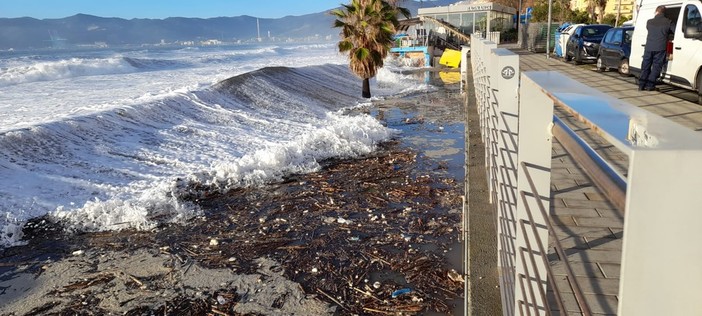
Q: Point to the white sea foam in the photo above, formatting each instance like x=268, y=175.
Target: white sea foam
x=114, y=150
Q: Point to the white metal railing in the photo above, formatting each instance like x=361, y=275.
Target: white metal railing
x=660, y=271
x=493, y=36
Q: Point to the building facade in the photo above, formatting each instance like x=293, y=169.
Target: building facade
x=470, y=17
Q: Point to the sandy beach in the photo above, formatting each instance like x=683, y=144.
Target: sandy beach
x=378, y=235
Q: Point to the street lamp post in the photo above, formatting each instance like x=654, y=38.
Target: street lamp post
x=548, y=29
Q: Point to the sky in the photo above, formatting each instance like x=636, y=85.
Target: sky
x=159, y=9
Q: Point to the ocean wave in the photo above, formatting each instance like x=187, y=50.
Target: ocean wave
x=127, y=167
x=80, y=67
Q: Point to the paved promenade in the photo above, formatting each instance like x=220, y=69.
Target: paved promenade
x=589, y=227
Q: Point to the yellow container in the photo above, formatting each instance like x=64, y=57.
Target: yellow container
x=450, y=58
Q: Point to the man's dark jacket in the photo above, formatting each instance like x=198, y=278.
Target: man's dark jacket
x=658, y=29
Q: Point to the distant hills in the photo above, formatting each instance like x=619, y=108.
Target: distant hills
x=82, y=29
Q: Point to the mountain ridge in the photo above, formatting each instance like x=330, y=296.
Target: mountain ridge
x=85, y=29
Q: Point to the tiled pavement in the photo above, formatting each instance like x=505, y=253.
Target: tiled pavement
x=590, y=229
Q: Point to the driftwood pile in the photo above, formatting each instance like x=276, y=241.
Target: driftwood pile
x=368, y=235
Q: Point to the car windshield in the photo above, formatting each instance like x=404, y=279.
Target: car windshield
x=595, y=31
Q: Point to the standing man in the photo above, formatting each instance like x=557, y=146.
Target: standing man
x=655, y=55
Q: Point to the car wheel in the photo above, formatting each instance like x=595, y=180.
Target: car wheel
x=600, y=64
x=624, y=68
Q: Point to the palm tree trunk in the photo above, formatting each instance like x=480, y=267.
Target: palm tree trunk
x=366, y=87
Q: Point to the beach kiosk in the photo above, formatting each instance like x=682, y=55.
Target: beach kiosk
x=440, y=31
x=485, y=18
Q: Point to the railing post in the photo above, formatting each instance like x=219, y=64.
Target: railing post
x=505, y=114
x=661, y=255
x=535, y=122
x=464, y=67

##########

(AIM) Copy the material above word for word, beginning at the line that contains "Q: Point to the distant" and stopping after the line that contains "x=485, y=18".

(RESPONSE)
Q: Point to the distant hills in the photo above, formatting each instance like x=619, y=108.
Target: distant hills
x=82, y=29
Q: Point to the mountain ridge in the photo above, formatting each instance like x=330, y=296.
Target: mountain ridge
x=85, y=29
Q: Point to the tiled pavement in the photo above, formatting each instance like x=505, y=253.
Target: tiled pavement
x=590, y=229
Q: Point to the driftwood pile in the photo above, formatting each instance like x=276, y=241.
Target: driftwood pile
x=368, y=235
Q: Point to the car windshield in the photo above, formatting each instance like x=404, y=279.
Target: car windshield
x=595, y=31
Q: Point to the standing man in the photo above, formatting each instance like x=557, y=146.
Target: standing man
x=655, y=55
Q: Point to the car wheel in the photo above, formatting each instance like x=595, y=180.
Target: car wheel
x=600, y=64
x=624, y=68
Q: Point to the palm tree trunk in the photo above, formatting each instance like x=480, y=267.
Target: palm tree trunk
x=366, y=87
Q: Point to the beach kiosk in the photo above, formatting each instance like x=682, y=55.
Target: beach kiosk
x=440, y=31
x=485, y=18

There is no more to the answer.